(What this task involves): Can you put the stretch from the start of the records through the line containing "positive clicks: (156, 15)" into a JSON list of strings, one string per line, leaving out blank lines?

(Collected data entries):

##########

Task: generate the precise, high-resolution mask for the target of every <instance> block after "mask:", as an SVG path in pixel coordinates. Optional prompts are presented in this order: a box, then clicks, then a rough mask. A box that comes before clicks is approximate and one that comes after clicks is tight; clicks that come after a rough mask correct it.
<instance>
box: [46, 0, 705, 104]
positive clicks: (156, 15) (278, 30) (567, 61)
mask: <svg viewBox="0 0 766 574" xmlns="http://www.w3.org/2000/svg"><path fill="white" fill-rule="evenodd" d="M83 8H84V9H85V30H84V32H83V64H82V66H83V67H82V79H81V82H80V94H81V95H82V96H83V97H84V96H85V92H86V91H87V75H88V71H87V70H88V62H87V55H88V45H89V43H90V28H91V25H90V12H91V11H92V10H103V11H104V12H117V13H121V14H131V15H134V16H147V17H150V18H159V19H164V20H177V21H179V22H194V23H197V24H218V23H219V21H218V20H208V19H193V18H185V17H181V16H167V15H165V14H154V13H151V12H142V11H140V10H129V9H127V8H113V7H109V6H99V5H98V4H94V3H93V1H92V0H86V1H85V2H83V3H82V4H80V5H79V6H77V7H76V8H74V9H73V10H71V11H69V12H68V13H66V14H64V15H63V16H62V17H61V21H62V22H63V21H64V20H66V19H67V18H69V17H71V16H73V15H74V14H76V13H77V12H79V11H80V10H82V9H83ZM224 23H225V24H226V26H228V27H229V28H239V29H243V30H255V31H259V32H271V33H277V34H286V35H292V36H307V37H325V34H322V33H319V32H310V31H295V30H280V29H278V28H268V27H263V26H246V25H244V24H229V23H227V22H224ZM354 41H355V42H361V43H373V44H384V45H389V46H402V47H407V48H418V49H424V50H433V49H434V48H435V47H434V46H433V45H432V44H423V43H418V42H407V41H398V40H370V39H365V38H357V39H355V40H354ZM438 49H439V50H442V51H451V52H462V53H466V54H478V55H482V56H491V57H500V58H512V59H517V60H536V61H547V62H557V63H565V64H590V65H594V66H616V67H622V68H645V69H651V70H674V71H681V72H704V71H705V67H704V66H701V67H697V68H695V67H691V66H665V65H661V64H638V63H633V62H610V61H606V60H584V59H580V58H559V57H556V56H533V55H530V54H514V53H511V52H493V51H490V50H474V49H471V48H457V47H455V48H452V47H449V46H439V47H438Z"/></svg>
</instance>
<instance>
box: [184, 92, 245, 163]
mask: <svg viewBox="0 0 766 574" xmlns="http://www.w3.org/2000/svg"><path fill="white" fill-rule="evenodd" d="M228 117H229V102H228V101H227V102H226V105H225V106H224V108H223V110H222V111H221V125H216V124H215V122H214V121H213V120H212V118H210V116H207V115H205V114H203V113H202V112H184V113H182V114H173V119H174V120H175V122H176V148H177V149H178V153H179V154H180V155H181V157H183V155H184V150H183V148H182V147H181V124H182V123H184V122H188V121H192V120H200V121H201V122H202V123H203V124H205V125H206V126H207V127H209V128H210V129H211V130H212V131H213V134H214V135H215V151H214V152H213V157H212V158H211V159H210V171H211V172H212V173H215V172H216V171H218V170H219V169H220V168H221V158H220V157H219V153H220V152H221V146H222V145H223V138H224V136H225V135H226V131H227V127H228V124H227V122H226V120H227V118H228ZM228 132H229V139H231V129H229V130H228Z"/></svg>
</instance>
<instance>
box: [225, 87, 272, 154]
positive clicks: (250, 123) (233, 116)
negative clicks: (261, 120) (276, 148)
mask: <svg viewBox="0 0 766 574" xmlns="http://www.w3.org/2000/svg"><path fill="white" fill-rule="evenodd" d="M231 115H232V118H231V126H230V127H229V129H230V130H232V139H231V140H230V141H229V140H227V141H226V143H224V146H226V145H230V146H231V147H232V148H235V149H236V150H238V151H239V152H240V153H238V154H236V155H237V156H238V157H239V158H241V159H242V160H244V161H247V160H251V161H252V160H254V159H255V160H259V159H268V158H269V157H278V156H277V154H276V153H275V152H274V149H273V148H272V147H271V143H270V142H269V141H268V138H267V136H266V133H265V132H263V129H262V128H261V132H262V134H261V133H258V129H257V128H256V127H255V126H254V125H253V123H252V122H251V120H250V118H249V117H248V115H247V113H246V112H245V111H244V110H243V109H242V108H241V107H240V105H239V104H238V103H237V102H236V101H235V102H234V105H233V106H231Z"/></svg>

##########

(Result of the exercise):
[
  "Task: generate the precise, high-resolution mask for the target of every <instance> block after \"mask:\", as an SVG path in pixel coordinates. Optional prompts are presented in this order: a box, then clicks, then a rough mask. A box that comes before clicks is approximate and one that comes after clicks is tight; clicks that come after a rough mask correct it.",
  "<instance>",
  "box: [46, 0, 705, 104]",
  "positive clicks: (156, 15) (278, 30) (567, 61)"
]